** BEGIN Passage given **
The astute among you may notice that this sounds very similar to a data
lake. Data lakes have a perennial problem, which I’ll call “how the hell do I
make sense of this giant pile of files??”
As an example, say I have an object storage bucket containing 100,000
observability traces from my production servers. Maybe you’re training an ML
model to predict capacity needs for your fleet, so you want to retrieve a
dataframe of all events for my hosts in
eu-west-1 between
2025-03-27T00:00:00.00Z and 2025-03-27T01:30:00.00Z. You also want to setup
an hourly job to dump new log events into the lakehouse. And maybe while you’re
at it, you want to change the record schema.Your first instinct might be to treat the bucket as one big ol’ shared drive.
Give every dataset a folder, upload new Parquet files into the folder.
And this probably works, for a bit. But you’ll quickly run into all the problems
that data lakes failed to solve:
-
Concurrent access: There is no mechanism for readers and writers to coordinate shared access, leading to data loss and bloated cloud spend
-
Schema on read: Schema validation is left to the reader, meaning they need to check the schemas of all data files themselves to form the superset of all fields. Schema breakages aren’t found until they’re too late, causing cascading pipeline failures that are difficult to pinpoint and fix
-
Many small files: Data freshness necessitates frequent appends into the lake, which even for a small cluster of a few dozen nodes you could be dealing with thousands of files every day, making your queries bottle-necked on slow file listing operations
This is where lakehouse systems require a second component: a table format.
Table formats provide a management layer over the object store, grouping
collections of files into logical tables that offer familiar relational
semantics such as **schema on write **and transaction management. You
can think of the table format as the missing link that brings sanity and
governance to the lake.
Over the past decade, a slew of competing table standards have cropped up, most
of which were spun out of large tech companies as they built tools to tame their
massive data lakes. Recently, a clear winner has emerged in
Apache Iceberg. Iceberg has gained adoption as
the most fully-featured and vendor-neutral option, with teams at Apple, Netflix,
Microsoft, Airbnb and many others adopting it for their own internal warehousing
needs. Even proprietary warehouses like
Snowflake and
Google BigQuery
have raced to announce integrations, while
AWS
and Cloudflare have
each announced new public APIs that meet the Iceberg specification for their
storage customers.
** END Passage given **
** BEGIN Data provided **
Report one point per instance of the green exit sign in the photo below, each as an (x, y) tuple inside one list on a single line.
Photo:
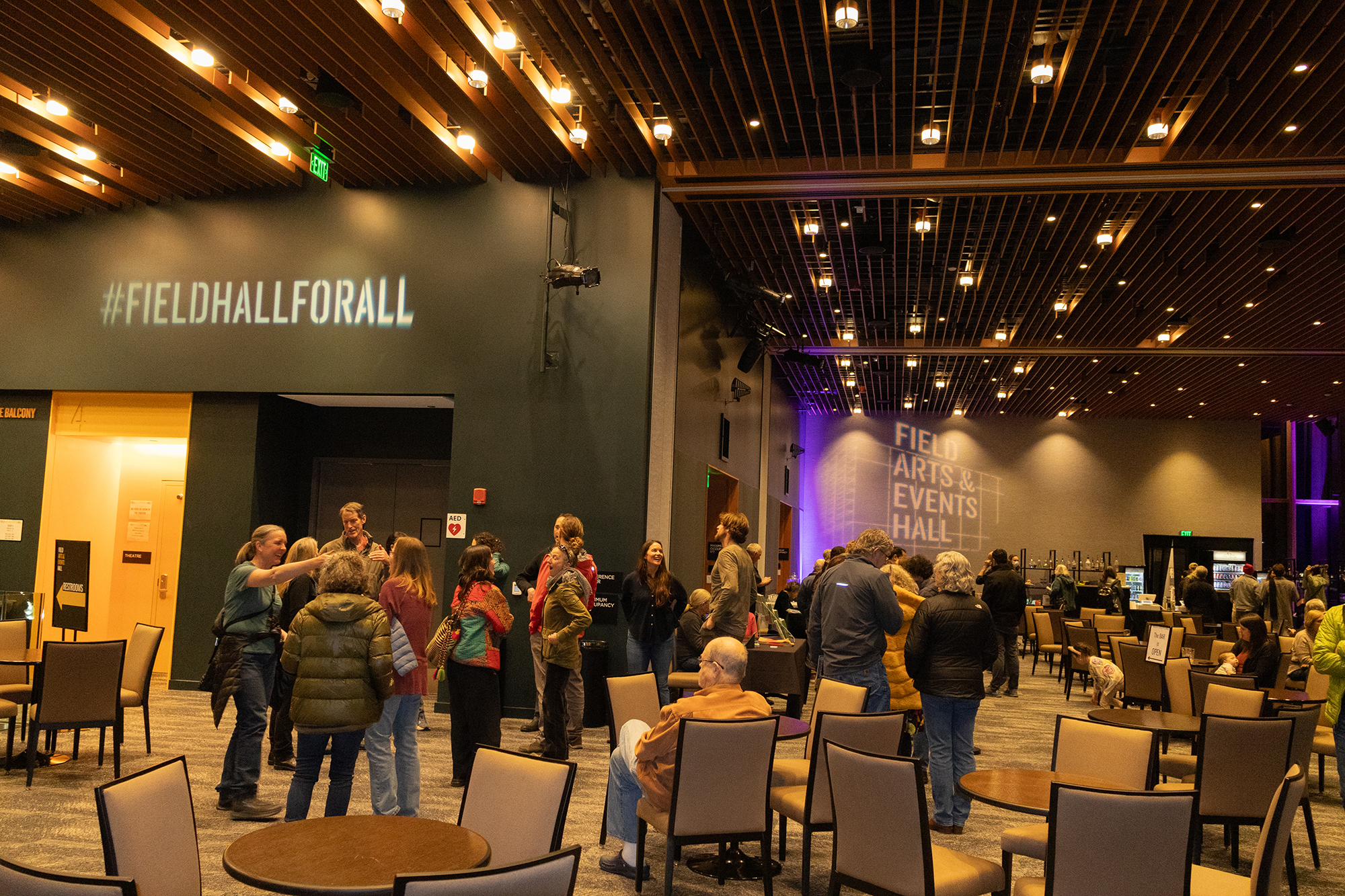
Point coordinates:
[(319, 165)]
** END Data provided **
Work to be completed: For the data lakes passage above, decide whether each statement agrees with it, answering yes or no and quoting the words of the passage that settle it: (a) In a data lake, schema validation is left to the reader. (b) Data lakes give readers and writers a way to coordinate shared access. (c) Table formats group collections of files into logical tables.

Final result:
(a) Yes: "Schema validation is left to the reader"
(b) No: "There is no mechanism for readers and writers to coordinate shared access"
(c) Yes: "grouping collections of files into logical tables"